**TRECHO SELECIONADO**
= = =
A obra é uma crônica que costura informações históricas, relatos de moradores e experiências próprias da professora que viveu 34 dos 47 anos no José Walter. Da rua 39, além de lembranças saudosas da infância, a zewaltense também recorda de um episódio que assustou a vizinhança: uma tentativa de ataque do maníaco que ficou conhecido como “Cortabundas do Zé Walter”.
A história registra que entre 1985 e 1987, pelo menos 30 mulheres foram vítimas de um criminoso que invadia as residências e utilizava navalha, canivete ou gilete para realizar cortes nas nádegas de moças, de idosas e até de crianças, sem as violentar ou matar. Em seguida, o Cortabundas fugia.
Cleudene relata que os crimes mudaram o cotidiano dos moradores, que passaram a adotar ferrolhos e traves em suas portas. O caso tomou os jornais da época e resultou na prisão de um homem, diagnosticado com problemas mentais e assassinado dentro do presídio. Apesar de parecer mais uma lenda urbana tantos anos depois, o caso do Cortabundas foi real e os zewaltenses estão aí para testemunhar o que viram. “Todas as histórias do Zé Walter dariam uma coleção. Acho que é um dos bairros mais pitorescos de Fortaleza”, reflete a professora Cleudene Aragão.
= = =
(Dados de localização espacial)
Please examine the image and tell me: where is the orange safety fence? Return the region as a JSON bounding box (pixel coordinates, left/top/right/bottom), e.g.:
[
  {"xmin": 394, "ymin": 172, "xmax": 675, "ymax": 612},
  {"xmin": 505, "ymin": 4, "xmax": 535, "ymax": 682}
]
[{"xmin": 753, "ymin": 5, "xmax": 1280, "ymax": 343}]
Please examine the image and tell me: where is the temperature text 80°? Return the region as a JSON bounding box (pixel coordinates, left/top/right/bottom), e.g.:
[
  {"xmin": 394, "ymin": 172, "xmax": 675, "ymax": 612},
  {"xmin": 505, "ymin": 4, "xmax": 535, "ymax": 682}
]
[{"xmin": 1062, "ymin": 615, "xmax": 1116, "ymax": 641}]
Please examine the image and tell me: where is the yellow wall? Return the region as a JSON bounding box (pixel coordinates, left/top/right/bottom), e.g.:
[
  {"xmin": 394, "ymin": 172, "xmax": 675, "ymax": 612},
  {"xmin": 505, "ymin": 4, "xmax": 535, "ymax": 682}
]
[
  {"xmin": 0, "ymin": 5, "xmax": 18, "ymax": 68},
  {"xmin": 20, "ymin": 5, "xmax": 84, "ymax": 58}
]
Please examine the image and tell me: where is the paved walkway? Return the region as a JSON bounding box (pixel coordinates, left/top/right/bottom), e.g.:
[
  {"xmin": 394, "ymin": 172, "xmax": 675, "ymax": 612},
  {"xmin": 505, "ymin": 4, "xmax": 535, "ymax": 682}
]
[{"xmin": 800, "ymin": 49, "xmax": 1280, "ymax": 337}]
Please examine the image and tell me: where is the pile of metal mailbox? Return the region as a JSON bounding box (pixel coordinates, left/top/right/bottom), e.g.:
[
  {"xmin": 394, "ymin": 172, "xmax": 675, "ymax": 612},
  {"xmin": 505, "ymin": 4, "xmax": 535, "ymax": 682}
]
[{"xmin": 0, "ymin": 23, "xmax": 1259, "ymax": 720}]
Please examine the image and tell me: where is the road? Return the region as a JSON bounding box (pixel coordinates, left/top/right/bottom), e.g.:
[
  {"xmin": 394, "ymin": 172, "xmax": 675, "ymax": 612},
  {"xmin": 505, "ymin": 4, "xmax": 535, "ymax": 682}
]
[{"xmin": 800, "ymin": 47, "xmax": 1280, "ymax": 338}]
= = =
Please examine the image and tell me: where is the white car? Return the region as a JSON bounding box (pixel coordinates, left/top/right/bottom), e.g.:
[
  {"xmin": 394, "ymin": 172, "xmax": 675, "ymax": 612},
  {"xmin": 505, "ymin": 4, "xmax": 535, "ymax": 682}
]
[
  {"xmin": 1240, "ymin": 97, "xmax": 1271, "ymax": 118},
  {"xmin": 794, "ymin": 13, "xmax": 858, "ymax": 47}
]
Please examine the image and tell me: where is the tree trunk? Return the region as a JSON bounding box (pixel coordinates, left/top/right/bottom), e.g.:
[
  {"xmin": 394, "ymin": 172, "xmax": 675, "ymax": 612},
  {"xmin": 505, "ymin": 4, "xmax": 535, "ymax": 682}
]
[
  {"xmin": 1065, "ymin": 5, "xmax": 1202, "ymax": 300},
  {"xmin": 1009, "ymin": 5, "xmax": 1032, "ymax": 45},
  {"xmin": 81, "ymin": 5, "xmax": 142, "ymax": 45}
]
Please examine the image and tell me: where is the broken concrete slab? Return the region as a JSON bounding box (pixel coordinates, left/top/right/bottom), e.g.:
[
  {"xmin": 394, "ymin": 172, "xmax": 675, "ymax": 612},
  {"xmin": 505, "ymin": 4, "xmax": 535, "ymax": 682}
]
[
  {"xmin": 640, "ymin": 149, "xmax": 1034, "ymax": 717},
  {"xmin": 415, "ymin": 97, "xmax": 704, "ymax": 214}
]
= = =
**O QUE FAZER**
Reescreva o trecho selecionado de "A história registra" até "professora Cleudene Aragão.", inclusive, substituindo "ferrolhos" por "trancas".

**RESPOSTA**
A história registra que entre 1985 e 1987, pelo menos 30 mulheres foram vítimas de um criminoso que invadia as residências e utilizava navalha, canivete ou gilete para realizar cortes nas nádegas de moças, de idosas e até de crianças, sem as violentar ou matar. Em seguida, o Cortabundas fugia.
Cleudene relata que os crimes mudaram o cotidiano dos moradores, que passaram a adotar trancas e traves em suas portas. O caso tomou os jornais da época e resultou na prisão de um homem, diagnosticado com problemas mentais e assassinado dentro do presídio. Apesar de parecer mais uma lenda urbana tantos anos depois, o caso do Cortabundas foi real e os zewaltenses estão aí para testemunhar o que viram. “Todas as histórias do Zé Walter dariam uma coleção. Acho que é um dos bairros mais pitorescos de Fortaleza”, reflete a professora Cleudene Aragão.